Stored dataset items
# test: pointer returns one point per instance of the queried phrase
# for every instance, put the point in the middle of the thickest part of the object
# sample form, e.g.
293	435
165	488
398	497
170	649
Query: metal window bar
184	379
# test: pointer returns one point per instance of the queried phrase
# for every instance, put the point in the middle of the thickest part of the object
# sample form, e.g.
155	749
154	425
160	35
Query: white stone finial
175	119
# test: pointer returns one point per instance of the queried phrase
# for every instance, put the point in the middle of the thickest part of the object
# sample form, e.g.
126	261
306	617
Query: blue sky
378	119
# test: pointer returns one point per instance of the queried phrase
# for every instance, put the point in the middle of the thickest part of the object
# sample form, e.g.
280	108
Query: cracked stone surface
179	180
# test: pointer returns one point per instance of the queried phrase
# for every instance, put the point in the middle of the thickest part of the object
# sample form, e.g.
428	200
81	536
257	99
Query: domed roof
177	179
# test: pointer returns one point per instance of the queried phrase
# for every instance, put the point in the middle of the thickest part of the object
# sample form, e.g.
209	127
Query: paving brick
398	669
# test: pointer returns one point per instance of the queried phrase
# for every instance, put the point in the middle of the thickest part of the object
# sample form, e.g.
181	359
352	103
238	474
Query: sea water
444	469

▶ [Exercise]: Restate each record above exactly, leaving nothing out.

▶ [Task response]:
# test: pointer returns one point per instance of the queried phrase
# for every instance, put the point in the middle of the thickest part of the object
# sample form, e.g.
293	435
165	488
398	497
170	649
Query: metal window bar
184	379
# test: pointer returns one point per instance of the queried phrase
# for every instance, put the point in the middle of the thickest part of the object
# sample form, e.g.
155	749
154	425
160	35
Query: white stone finial
175	119
# test: pointer returns one point per instance of the queried phrase
# for every instance, put the point in the middle of the thickest part of the object
# sample form, e.g.
126	261
306	617
Query: blue sky
378	119
# test: pointer returns one point per instance of the queried phrase
# for every instance, put the point in the middle of the thickest part of the object
# sample form, e.g.
280	108
Query: cracked stone surface
179	180
# test: pointer returns one point per instance of the queried phrase
# for every instance, put the point in the middle of the thickest part of the object
# sample form, e.g.
428	200
81	536
257	99
Query: domed roof
177	179
# test: pointer returns one point per instance of the queried phrase
# for every instance, put the point in the middle of the thickest part of the object
# sample form, e.g.
209	127
Query: paving brick
398	669
# test: pointer returns one point per instance of the queried phrase
# for every instance, put the point in the middle of the thickest part of the object
# sample form, e.g.
181	359
352	103
238	474
Query: sea water
444	469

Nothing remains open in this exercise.